**Ausgangstext**:
╭──

Der gebürtige Berliner Andreas Franke, Jahrgang 1976, kam 2001 erstmalig nach Wünsdorf. Das war sieben Jahre nach Abzug der Truppen. Den damals 25-Jährigen faszinierte die bizarre Welt der verlassenen Kasernen, Bunker, Verwaltungsgebäude. Der fast 40 Jahre ältere Detlev Steinberg, in Breslau geboren, reiste in Zeiten des Kalten Krieges als Fotograf der DDR für die Bildagentur ADN durch die Welt. Häufig arbeitete er dabei auch in der Sowjetunion.
Die Beiträge für diesen Bildband entstanden in der Zeit zwischen 1992 und '94, als Steinberg die Gelegenheit wahrnahm, seine Kamera auf die in Wünsdorf stationierten sowjetischen Soldaten zu richten. Er dokumentiert nicht ihren Alltag, Steinberg porträtiert sie beim Verrichten eines Dienstes, der bald enden wird.
In der Mitte des Bildbandes "Wünsdorf – Wjunsdorf" findet sich das Foto "Wandgemälde im Haus der Offiziere". Das Foto zeigt das Gemälde zu einem Zeitpunkt, als die Natur sich die Wand weitgehend zurückerobert hat. Die Farbe blättert ab, manches ist kaum noch zu erkennen. Es entsteht eine seltsame Ästhetik, die der dargestellten sozialistischen Idealwelt eine melancholische und ungewollt selbstironische Note verleiht.
Unscheinbarer Ort mit großer Geschichte
Der unscheinbare Ort Wünsdorf, nur 40 Kilometer südlich von Berlin, schrieb vielleicht nicht Welt-, aber doch große Militärgeschichte:
Damit die muslimischen Kriegsgefangenen des Ersten Weltkrieges ihren religiösen Pflichten nachkommen konnten, wurde in Wünsdorf 1914 die erste Moschee auf deutschem Boden errichtet, Wünsdorf war Sitz des Hauptquartiers der Reichswehr, nach Wünsdorf transportierte man 1919 den Leichnam der ermordeten Rosa Luxemburg zur Obduktion und 1935 bezog das Oberkommando des Heeres sein Hauptquartier in Wünsdorf, 1938 folgte das Oberkommando der Wehrmacht.

╰──

**Daten**:
╭──

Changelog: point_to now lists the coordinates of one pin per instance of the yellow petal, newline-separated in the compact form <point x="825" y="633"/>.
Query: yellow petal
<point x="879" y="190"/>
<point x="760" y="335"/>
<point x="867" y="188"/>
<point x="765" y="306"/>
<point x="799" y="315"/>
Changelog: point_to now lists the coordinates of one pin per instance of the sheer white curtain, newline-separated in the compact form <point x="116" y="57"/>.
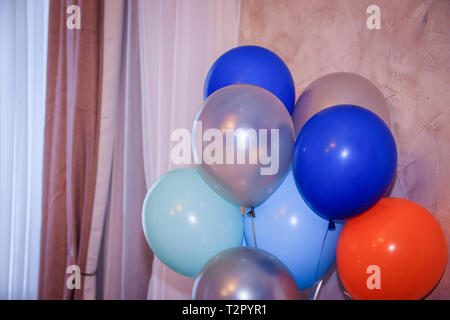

╰──

**Schriftliche Aufgabe**: Zähle alle Ereignisse und Tatsachen auf, die der Text über Wünsdorf nach den Worten "schrieb vielleicht nicht Welt-, aber doch große Militärgeschichte:" nennt.

**Vollständige Antwort**:
- 1914 wurde in Wünsdorf die erste Moschee auf deutschem Boden errichtet, damit die muslimischen Kriegsgefangenen des Ersten Weltkrieges ihren religiösen Pflichten nachkommen konnten.
- Wünsdorf war Sitz des Hauptquartiers der Reichswehr.
- 1919 wurde der Leichnam der ermordeten Rosa Luxemburg zur Obduktion nach Wünsdorf transportiert.
- 1935 bezog das Oberkommando des Heeres sein Hauptquartier in Wünsdorf.
- 1938 folgte das Oberkommando der Wehrmacht.